* GOAL *
Drop every picture, then transcribe the remaining data exactly.

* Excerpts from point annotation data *
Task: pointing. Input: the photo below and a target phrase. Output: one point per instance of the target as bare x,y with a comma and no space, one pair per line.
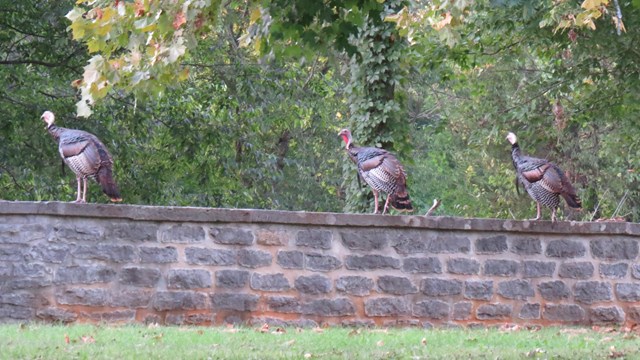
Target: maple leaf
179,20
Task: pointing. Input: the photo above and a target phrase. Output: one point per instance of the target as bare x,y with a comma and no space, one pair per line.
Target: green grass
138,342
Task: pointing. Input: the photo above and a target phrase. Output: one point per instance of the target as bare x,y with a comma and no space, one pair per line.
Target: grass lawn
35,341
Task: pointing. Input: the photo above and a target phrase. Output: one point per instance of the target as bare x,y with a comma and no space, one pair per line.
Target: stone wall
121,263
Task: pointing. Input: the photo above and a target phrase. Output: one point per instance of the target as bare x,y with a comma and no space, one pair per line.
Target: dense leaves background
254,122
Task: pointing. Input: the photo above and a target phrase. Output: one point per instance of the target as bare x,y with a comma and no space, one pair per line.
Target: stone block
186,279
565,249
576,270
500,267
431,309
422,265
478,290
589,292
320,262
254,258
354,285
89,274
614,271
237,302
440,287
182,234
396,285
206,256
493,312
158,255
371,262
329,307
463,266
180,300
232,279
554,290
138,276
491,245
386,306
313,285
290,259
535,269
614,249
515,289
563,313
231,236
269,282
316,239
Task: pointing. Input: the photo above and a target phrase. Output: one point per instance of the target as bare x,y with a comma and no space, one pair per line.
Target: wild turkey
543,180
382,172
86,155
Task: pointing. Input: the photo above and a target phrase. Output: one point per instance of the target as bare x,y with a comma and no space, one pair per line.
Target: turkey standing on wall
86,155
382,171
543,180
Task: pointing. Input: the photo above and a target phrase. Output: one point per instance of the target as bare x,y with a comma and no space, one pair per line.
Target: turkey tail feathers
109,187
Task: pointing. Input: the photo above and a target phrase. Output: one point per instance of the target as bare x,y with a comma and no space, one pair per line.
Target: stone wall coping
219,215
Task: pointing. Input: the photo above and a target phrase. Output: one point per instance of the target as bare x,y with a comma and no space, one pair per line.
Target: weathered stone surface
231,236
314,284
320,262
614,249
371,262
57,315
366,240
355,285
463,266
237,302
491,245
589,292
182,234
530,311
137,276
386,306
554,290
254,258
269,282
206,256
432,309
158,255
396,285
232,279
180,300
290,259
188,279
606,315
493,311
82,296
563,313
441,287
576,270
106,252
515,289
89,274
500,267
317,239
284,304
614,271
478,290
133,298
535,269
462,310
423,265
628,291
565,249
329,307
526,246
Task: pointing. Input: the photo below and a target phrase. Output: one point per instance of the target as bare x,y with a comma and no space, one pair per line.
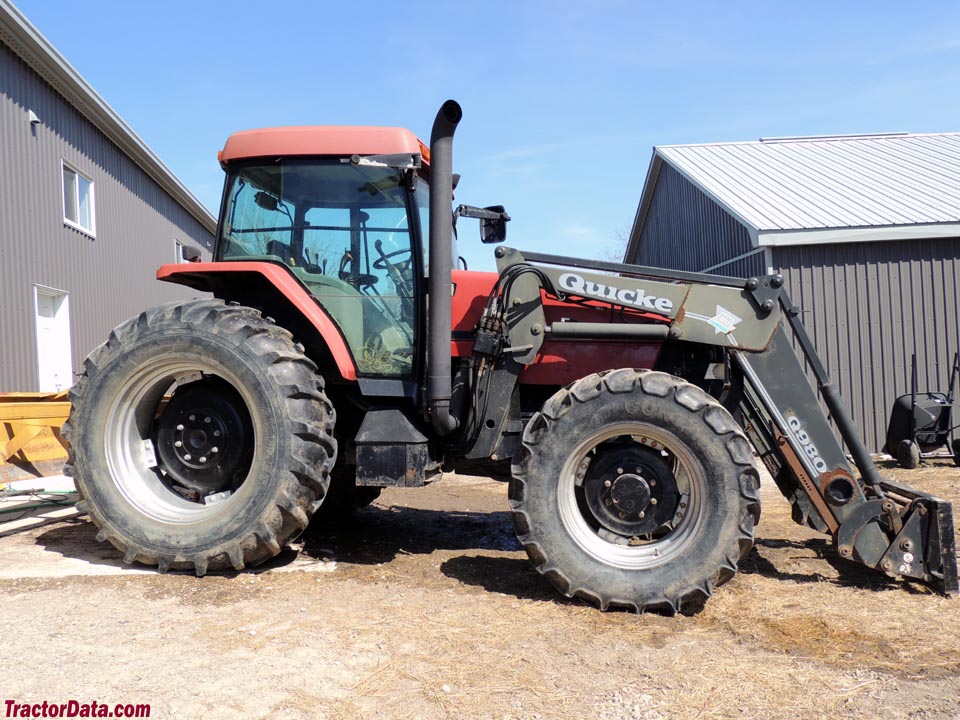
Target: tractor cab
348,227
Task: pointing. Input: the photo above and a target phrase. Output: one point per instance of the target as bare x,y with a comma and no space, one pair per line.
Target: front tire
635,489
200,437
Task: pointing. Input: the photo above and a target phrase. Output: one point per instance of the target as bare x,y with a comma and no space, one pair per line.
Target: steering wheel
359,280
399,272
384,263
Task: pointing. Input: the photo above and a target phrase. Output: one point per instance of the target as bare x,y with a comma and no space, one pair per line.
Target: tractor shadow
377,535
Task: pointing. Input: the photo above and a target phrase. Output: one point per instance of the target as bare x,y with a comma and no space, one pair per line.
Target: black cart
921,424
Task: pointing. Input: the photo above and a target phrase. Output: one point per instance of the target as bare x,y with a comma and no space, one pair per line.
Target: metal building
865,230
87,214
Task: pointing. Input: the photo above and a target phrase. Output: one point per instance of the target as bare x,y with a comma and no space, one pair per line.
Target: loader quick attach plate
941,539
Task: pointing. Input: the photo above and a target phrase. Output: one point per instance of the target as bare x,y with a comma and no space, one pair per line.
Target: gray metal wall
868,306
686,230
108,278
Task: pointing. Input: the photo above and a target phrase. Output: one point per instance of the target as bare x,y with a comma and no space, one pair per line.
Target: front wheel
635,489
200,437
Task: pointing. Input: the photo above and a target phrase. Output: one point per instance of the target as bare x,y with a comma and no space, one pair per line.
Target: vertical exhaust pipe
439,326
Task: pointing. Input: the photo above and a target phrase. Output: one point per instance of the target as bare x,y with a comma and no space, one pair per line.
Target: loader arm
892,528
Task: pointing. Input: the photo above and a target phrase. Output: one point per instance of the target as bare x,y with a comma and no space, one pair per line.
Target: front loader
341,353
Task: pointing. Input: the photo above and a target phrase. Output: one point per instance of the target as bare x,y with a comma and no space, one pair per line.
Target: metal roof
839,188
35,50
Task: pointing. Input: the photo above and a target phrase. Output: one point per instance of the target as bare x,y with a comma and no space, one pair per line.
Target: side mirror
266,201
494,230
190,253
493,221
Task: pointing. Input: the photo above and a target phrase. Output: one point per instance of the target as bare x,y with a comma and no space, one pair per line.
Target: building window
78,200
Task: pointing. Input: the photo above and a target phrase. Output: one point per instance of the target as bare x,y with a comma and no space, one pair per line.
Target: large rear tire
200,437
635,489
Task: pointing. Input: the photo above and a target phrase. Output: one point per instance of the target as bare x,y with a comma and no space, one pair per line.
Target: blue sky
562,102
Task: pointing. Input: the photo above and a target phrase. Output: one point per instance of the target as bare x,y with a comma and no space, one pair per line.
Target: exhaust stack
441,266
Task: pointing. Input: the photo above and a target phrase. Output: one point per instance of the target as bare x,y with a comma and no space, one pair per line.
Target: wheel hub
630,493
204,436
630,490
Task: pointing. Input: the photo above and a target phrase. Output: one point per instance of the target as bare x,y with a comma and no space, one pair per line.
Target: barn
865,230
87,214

* CORRECT OUTPUT *
Task: pointing. Input: the photo below and a target phrase. Output: one point per instance of the target as bare x,y with a comma and no space, one pair per line.
Target: maple leaf
179,20
Task: pointing. Input: the photo above and a target phrase. Output: one point per instance of the target as bare x,y with a comma and no space, one pair per line.
Target: green grass
138,342
Task: pointing. Input: the photo above and a target phrase. Output: one point per instance of the target as bare x,y with a comma and no space, one pair per line.
Target: grass lawn
35,341
Task: pointing. Input: the photo above and a target phrase. Output: one point per instance of the target as bare x,y with a comma and no space, one pair per line.
Target: stone wall
121,263
Task: pointing. Input: the photo above and a target phrase. Output: one point per instance of the target as bare x,y with a comma and no space, one pair per line.
Target: dense leaves background
254,122
Task: pointing. Input: the photo above and a target phrase. Output: one point per instance of the target as bare x,y with a comma and no space, one pair per line.
Target: stone block
186,279
565,249
576,270
500,267
431,309
422,265
478,290
589,292
320,262
254,258
354,285
89,274
614,271
237,302
440,287
182,234
396,285
206,256
493,312
158,255
371,262
329,307
463,266
180,300
232,279
554,290
138,276
491,245
386,306
313,285
290,259
535,269
614,249
515,289
563,313
231,236
269,282
316,239
Task: pointing. Input: the photo above and a target phrase. Output: one point per instance of the target as bare x,y with a comma and no space, one pair per line.
Target: wild turkey
543,180
382,172
86,155
Task: pointing. Input: the photo above and a target phrase. Output: one point per instance of the target as bare x,y with a comma and no space, one pair per line.
Target: turkey standing on wall
86,155
382,171
543,180
Task: pointing. Input: the photo above and a target phrase. Output: one point per instance of the target as bare x,y with a comma and no space, one pair per line.
Target: turkey tail feathers
109,187
Task: pointing. Input: the photo above and a target phrase. Output: one point per instance of the target as bare x,y with a comma and no space, one pair per line.
Target: stone wall coping
219,215
Task: pointing. Input: the photo above and a target phrase. Output: one point per instance of the target as bare x,y with a comma and no space, one pair per line.
Target: weathered stone surface
231,236
314,284
320,262
614,249
371,262
57,315
366,240
355,285
463,266
237,302
491,245
589,292
182,234
530,311
137,276
386,306
554,290
254,258
269,282
206,256
432,309
158,255
396,285
232,279
180,300
290,259
188,279
606,315
493,311
82,296
563,313
441,287
576,270
106,252
515,289
89,274
500,267
317,239
284,304
614,271
478,290
133,298
535,269
462,310
423,265
628,291
565,249
329,307
526,246
Task: pointing. Input: the photo below and a target phrase. Output: one point per instance of the target as bare x,y with a comma and no space, one pair per line.
Target: tractor cab
348,227
Task: pointing. Input: the photo above and a target phrase. Output: one point per instance of the target as bare x,y with a comma and no space, one pair per line.
Target: front tire
635,489
200,437
Task: pointing. Input: the photo above and a target phrase. Output: one point per instance of the target as bare x,y with a comma and no space, one pair per line.
Target: steering wheel
359,280
399,272
384,263
Task: pointing. Input: the photo above and a target phrase. Output: one point per instance of the target as bare x,y with a comma and no space, one pair per line.
Target: tractor shadow
377,535
Task: pointing. Input: the photo above and a target phrase. Output: one point per instance of the target as bare x,y with a comma and no space, one pair per line.
Target: black cart
921,424
Task: pointing. Input: the photo above and a target phrase. Output: one point per instance of the target as bare x,y with a comma and no space, one pair per line.
Target: metal building
865,230
87,214
Task: pointing. Input: the photo above and a target phrase. Output: one point per instance of the target as bare x,y with a comma and no space, one pair per line.
Target: loader quick attach plate
941,539
Task: pointing. Input: the photo above and a target phrase. Output: one point per instance of the target as bare x,y with a comma and no space, one pair per line.
Target: gray metal wall
868,306
686,230
108,278
Task: pointing. Input: the photo above and a target phrase. Output: one point per instance of the target as bare x,y with a comma and no space, one pair per line.
Target: front wheel
635,489
200,437
Task: pointing. Input: the photo above and a target phrase. Output: one point per instance of the target as bare x,y with a comma and no space, one pair per line.
Target: vertical exhaust pipe
439,326
Task: pointing. Input: the photo above and a target phrase. Output: one point per instance of the target as bare x,y with a comma and no space, one pair per line.
Target: loader arm
892,528
Task: pointing. Input: the photo above and a target phrase. Output: one point per instance of the target as bare x,y with a comma and no space, one pair per line.
Target: front loader
341,353
Task: pointing. Input: the photo above and a target phrase. Output: one point per instance of the target as bare x,y with a comma and no space, one pair per line.
Target: metal roof
839,188
35,50
Task: pointing. Input: the photo above and a target phrase. Output: one point per instance of the target as bare x,y with a comma and no space, one pair per line.
Target: side mirror
266,201
494,230
190,253
493,221
Task: pointing. Input: the photo above and a target phrase. Output: one point per instance of the target as bare x,y with a comma and no space, one pair per line.
Target: building window
78,200
Task: pointing. Input: the photo above and a target phrase. Output: one point per instance of the target as bare x,y with a comma and no space, one pair per line.
Target: large rear tire
200,437
635,489
Task: pointing. Input: the photo above and a target phrase. Output: one point per instance of the target as bare x,y with a comma and no space, one pair per line.
Target: blue sky
562,102
Task: pointing. Input: the photo above and a target phrase. Output: one point per instance of the target as bare x,y with a comma and no space, one pair per line.
Target: exhaust stack
441,266
Task: pointing. Input: the photo above and a target phrase. Output: one point per instance of the target as bare x,y with a comma and no space, one pair per line.
Target: wheel hub
630,493
204,436
630,490
Task: pointing. Input: the photo above and a target phrase. Output: one point per instance of the target as bare x,y with a comma and no space, one pair per line.
Target: barn
865,230
87,214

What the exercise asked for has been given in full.